Foundation for the Preservation of Honey Bees Scholars

Since 2005, the Foundation for the Preservation of Honey Bees, Inc., has awarded scholarships to allow graduate students in apiculture to attend the annual North American Beekeeping Conference. Attendance at this national gathering provides the recipients an opportunity to meet other researchers and beekeepers and to present their research at the meeting. The intent of the scholarships is to foster professional development for young apicultural scientists. Scholarships are available to all graduate students. Graduate students at universities outside the U.S. are invited to apply.

The annual request for applications is made in August. To ensure that you receive the announcement, email your request to

Congratulations to our 2014 Foundation for the Preservation of Honey Bees Scholars!


  Katy Evans

An Up-and-Coming, Integrated IPM Approach to Small-Scale Beekeeping

By Katy Evans 

Beekeeping continues to gain popularity across the country despite the numerous pests and pathogens present in honey bee populations in the United States. The effects of these pests and viruses hit the mainstream public in 2006 when a wave of colony deaths plagued the nation and since then, the beekeeping community has continually suffered a 20-33% annual loss of overwintering colonies. Colony decline has not been directly linked to one factor, but evidence shows that the varroa mite, Varroa destructor, an ectoparasitic brood mite, is one of the primary causes behind the decline. Many treatments are available for varroa control, although few have yielded long term success.

* _Information_

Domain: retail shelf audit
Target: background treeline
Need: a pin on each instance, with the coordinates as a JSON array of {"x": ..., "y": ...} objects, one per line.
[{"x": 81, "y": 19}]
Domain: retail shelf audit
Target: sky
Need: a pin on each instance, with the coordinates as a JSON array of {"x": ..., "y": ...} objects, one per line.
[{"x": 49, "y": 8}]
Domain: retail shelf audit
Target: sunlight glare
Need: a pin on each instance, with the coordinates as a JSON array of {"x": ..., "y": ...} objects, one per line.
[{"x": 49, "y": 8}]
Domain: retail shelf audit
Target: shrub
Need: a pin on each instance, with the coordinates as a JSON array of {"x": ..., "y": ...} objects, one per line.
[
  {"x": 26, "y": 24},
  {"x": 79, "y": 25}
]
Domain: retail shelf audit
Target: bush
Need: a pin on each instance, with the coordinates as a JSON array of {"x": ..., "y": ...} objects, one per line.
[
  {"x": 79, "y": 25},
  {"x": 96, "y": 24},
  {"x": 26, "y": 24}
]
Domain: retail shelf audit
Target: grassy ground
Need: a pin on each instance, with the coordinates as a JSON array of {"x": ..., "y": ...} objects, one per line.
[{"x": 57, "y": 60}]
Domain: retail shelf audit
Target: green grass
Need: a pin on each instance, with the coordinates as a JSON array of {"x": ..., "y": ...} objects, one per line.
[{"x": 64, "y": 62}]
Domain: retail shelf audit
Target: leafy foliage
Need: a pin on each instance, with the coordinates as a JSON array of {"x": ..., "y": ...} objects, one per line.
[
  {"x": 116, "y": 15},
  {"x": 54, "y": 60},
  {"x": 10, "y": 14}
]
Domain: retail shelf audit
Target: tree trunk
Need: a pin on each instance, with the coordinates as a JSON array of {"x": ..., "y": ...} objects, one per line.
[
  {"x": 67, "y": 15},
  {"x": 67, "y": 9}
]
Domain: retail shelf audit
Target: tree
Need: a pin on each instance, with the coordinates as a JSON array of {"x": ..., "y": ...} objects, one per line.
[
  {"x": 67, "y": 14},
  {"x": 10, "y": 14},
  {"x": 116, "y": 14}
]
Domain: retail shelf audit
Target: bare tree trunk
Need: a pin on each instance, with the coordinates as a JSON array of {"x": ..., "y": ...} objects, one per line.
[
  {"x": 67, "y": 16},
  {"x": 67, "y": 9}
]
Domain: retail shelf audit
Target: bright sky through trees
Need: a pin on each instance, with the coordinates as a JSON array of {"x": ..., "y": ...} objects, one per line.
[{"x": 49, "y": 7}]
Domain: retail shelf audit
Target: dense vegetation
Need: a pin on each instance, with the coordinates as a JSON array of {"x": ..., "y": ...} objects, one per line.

* _Required tasks_
a. According to the scholarship page, since what year has the Foundation for the Preservation of Honey Bees awarded scholarships?
b. Turn the paragraph of the scholarship page that begins "Since 2005, the Foundation" into a short bulleted list that keeps its main facts.
c. On the scholarship page, copy everything from "The annual request" down to "Honey Bees Scholars!", swapping "August" for "September".

* _Answer list_
a. Since 2005.

b.
- Since 2005, the Foundation for the Preservation of Honey Bees, Inc., has awarded scholarships to graduate students in apiculture to attend the annual North American Beekeeping Conference.
- Recipients can meet other researchers and beekeepers and present their research there.
- The scholarships aim to foster professional development for young apicultural scientists.
- They are open to all graduate students, including those at universities outside the U.S.

c.
The annual request for applications is made in September. To ensure that you receive the announcement, email your request to

Congratulations to our 2014 Foundation for the Preservation of Honey Bees Scholars!